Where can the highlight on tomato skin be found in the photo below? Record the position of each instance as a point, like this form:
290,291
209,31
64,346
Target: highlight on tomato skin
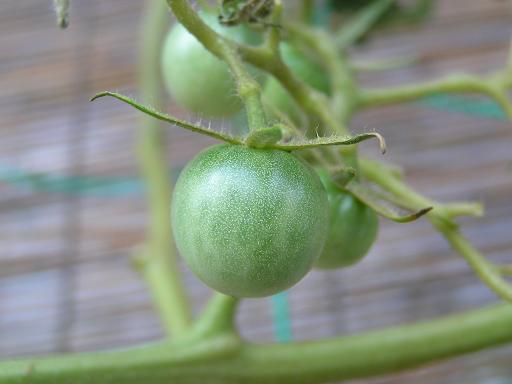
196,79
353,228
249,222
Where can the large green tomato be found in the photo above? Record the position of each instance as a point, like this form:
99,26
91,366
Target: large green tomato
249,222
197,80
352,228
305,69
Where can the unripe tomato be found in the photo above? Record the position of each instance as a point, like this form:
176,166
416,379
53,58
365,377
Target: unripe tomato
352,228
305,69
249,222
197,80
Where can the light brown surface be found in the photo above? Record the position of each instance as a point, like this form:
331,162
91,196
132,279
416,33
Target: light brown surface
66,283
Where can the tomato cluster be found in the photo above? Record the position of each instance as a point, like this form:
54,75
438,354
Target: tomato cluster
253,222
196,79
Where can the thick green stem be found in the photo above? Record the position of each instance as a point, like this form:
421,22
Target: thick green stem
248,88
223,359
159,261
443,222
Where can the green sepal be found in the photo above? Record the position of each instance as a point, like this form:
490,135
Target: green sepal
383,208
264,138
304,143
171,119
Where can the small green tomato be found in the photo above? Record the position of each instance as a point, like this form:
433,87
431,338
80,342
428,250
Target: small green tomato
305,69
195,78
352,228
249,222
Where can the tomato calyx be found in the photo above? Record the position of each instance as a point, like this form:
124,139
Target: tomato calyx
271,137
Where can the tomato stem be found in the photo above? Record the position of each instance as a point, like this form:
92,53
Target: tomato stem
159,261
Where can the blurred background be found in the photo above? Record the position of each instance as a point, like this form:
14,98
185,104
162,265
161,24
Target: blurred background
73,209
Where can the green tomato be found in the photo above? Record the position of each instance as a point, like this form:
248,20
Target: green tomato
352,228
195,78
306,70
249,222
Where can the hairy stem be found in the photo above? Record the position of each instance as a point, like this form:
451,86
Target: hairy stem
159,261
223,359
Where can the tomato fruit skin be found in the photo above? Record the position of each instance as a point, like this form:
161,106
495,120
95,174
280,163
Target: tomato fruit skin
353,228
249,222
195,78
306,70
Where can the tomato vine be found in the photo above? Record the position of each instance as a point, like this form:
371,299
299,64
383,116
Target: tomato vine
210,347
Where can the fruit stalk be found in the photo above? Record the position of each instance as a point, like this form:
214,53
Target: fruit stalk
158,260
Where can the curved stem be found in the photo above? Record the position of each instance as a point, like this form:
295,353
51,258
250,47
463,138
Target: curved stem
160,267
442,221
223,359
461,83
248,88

|---|

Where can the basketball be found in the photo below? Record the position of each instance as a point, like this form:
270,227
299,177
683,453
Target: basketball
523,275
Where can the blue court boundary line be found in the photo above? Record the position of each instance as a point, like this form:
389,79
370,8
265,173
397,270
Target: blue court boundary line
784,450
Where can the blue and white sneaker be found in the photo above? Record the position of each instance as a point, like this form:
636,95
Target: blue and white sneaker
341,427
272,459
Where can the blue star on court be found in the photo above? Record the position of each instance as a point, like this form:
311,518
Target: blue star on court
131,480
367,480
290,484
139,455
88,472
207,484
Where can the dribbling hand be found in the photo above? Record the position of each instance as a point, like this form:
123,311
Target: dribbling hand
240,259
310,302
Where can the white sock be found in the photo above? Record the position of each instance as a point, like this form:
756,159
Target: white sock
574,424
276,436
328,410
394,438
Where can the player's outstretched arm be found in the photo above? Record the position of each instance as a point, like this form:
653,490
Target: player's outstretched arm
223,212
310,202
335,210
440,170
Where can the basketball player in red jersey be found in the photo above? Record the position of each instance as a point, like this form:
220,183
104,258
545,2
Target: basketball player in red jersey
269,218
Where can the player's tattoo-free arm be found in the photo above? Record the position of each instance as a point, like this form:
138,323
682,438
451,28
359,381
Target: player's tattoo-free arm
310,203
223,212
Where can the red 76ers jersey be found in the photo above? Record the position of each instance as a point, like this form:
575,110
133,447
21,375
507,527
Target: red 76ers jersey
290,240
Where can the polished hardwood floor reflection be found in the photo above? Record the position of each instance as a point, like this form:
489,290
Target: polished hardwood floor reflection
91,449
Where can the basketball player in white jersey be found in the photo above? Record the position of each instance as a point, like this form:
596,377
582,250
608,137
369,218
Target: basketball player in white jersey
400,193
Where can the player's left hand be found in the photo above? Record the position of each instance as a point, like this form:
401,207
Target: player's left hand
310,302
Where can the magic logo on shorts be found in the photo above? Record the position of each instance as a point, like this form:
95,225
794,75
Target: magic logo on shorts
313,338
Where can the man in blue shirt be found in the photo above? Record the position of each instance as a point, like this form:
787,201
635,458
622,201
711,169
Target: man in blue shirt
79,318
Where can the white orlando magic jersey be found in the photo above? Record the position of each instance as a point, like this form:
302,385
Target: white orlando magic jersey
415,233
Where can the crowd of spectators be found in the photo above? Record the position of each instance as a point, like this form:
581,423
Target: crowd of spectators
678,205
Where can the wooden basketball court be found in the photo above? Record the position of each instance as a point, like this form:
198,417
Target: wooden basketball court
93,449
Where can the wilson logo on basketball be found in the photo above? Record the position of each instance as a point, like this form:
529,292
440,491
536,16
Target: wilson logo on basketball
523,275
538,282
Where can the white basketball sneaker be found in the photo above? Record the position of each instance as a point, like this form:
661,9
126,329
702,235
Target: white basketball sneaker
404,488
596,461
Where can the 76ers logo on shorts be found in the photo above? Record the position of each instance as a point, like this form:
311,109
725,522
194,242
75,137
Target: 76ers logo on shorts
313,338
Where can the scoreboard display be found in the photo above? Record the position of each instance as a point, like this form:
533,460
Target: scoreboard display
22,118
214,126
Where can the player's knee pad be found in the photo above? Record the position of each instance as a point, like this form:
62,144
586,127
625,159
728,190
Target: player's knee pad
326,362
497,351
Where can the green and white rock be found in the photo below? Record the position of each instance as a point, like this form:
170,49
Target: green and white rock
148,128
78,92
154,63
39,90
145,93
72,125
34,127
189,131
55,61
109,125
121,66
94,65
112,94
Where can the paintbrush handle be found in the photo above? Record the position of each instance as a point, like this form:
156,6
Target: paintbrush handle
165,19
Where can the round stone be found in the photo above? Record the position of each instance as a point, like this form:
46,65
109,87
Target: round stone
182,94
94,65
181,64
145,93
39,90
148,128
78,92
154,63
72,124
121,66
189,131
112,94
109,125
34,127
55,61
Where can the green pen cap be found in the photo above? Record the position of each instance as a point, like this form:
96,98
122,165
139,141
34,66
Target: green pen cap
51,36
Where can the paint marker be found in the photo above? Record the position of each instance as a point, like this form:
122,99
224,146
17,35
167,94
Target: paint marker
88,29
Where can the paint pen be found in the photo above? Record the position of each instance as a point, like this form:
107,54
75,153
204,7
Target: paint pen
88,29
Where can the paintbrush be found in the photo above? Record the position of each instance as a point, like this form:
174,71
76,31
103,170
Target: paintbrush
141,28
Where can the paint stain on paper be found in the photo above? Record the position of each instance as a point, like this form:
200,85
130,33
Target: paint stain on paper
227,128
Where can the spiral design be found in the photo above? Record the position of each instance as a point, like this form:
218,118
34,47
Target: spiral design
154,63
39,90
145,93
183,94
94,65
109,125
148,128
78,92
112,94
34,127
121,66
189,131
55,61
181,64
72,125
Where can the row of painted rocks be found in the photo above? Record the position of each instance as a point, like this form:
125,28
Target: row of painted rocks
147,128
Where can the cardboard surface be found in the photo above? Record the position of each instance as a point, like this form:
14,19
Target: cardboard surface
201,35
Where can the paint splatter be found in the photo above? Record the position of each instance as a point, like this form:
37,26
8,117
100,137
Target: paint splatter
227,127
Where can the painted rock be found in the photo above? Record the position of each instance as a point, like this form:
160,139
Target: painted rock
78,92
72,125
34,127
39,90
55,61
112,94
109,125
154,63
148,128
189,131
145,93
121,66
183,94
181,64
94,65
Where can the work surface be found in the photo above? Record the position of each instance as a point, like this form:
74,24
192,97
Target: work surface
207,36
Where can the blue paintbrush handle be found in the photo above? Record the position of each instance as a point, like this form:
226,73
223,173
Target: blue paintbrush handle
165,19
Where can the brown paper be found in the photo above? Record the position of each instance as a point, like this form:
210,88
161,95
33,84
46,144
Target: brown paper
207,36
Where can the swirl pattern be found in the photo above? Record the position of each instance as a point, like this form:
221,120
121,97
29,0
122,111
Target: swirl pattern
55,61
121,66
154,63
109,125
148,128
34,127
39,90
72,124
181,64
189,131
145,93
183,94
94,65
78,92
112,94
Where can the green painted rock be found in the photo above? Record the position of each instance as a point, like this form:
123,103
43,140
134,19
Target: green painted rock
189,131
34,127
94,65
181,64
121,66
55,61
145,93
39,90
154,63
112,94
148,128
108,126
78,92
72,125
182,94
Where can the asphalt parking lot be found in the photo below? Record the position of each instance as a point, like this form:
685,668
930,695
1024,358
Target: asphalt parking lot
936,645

|---|

REQUIREMENT —
Show every line in the data above that contains the string "surface".

FINISHED EXERCISE —
Where can the light brown surface be found in the photo above? Record the position of each instance as a point, like this form:
Target: light brown surface
Where can the cardboard surface be found in the photo above? Record the position of each instance as a point, like this form:
Target: cardboard surface
Where can the work surface be found in the photo above? Record the position of each instance as a point, like this form:
Target: work surface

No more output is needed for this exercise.